MATERIAL FOR THIS EXERCISE:
* begin *

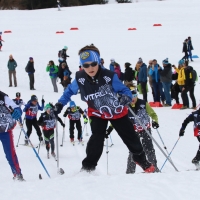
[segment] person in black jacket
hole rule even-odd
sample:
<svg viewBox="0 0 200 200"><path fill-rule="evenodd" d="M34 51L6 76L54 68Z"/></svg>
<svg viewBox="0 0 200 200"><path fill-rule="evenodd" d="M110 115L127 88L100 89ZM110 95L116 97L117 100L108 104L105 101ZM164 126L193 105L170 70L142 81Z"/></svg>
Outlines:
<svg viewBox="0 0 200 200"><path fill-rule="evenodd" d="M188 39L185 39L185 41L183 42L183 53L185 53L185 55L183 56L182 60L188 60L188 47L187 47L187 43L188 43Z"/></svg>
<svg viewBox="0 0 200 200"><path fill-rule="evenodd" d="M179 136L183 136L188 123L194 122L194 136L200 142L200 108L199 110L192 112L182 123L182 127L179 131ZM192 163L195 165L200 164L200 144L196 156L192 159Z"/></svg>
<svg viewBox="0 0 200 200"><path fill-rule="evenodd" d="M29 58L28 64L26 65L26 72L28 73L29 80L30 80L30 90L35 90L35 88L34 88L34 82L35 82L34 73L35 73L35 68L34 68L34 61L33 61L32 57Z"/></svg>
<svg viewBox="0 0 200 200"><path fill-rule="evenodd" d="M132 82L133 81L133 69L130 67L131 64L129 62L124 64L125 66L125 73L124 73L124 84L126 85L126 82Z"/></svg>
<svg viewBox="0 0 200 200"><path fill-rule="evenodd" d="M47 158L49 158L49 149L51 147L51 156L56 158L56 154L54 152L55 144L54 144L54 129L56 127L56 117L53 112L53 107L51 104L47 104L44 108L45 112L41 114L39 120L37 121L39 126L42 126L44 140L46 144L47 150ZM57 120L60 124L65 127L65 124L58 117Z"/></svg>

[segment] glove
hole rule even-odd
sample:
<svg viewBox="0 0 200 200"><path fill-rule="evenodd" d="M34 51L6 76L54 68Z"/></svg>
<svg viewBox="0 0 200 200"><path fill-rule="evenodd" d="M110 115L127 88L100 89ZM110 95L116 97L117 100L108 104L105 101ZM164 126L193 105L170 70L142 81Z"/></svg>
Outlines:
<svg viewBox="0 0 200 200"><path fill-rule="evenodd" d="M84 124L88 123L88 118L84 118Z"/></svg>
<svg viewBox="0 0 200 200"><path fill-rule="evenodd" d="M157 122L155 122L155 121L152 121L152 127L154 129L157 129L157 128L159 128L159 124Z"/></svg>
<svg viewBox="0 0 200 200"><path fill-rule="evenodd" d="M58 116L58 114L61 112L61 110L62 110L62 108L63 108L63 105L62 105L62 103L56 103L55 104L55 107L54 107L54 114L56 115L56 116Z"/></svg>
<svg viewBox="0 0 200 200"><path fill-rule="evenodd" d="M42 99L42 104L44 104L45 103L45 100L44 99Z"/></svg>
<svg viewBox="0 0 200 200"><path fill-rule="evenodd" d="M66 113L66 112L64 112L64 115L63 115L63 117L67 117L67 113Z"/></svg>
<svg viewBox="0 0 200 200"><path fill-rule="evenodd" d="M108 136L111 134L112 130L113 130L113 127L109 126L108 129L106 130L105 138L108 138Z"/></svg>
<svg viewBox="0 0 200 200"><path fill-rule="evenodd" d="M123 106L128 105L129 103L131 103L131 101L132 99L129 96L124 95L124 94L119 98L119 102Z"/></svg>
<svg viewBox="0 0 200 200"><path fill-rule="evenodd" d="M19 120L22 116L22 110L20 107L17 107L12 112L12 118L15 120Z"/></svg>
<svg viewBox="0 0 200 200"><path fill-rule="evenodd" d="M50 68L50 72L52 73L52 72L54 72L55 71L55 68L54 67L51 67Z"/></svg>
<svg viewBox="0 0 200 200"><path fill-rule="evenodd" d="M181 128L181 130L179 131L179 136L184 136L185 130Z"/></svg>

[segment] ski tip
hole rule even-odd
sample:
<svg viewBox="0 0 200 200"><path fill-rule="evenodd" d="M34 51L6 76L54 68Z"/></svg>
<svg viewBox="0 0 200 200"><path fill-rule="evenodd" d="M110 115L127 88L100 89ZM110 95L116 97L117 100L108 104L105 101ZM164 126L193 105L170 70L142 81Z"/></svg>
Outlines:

* end *

REQUIRED TASK: Switch "jacket" to "coat" in everything from the start of the listing down through the line that contains "158L49 158L49 149L51", with nothing else changed. Give back those lines only, leaving out the pictures.

SOLUTION TO THE EXERCISE:
[segment] person in black coat
hole rule even-odd
sample:
<svg viewBox="0 0 200 200"><path fill-rule="evenodd" d="M34 51L6 76L54 68Z"/></svg>
<svg viewBox="0 0 200 200"><path fill-rule="evenodd" d="M110 115L127 88L100 89ZM110 95L116 97L117 100L108 104L105 101ZM164 126L193 105L170 70L142 81Z"/></svg>
Outlines:
<svg viewBox="0 0 200 200"><path fill-rule="evenodd" d="M188 39L185 39L185 41L183 42L183 53L185 53L185 55L183 56L182 60L188 60L188 47L187 47L187 43L188 43Z"/></svg>
<svg viewBox="0 0 200 200"><path fill-rule="evenodd" d="M179 136L183 136L188 123L194 122L194 136L200 142L200 108L199 110L192 112L182 123L182 127L179 131ZM192 163L195 165L200 164L200 144L196 156L192 159Z"/></svg>
<svg viewBox="0 0 200 200"><path fill-rule="evenodd" d="M29 58L28 64L26 65L26 72L28 73L29 80L30 80L30 90L35 90L35 88L34 88L34 82L35 82L34 73L35 73L35 68L34 68L34 61L33 61L32 57Z"/></svg>
<svg viewBox="0 0 200 200"><path fill-rule="evenodd" d="M132 82L133 81L133 69L130 67L131 64L129 62L124 64L125 66L125 73L124 73L124 84L126 85L126 82Z"/></svg>
<svg viewBox="0 0 200 200"><path fill-rule="evenodd" d="M47 158L49 158L49 149L51 147L51 156L56 158L56 154L54 152L55 144L54 144L54 129L56 127L56 117L53 112L53 107L51 104L47 104L44 108L45 112L41 114L39 120L37 121L39 126L42 126L44 140L46 144L47 150ZM57 120L60 124L65 127L65 124L58 117Z"/></svg>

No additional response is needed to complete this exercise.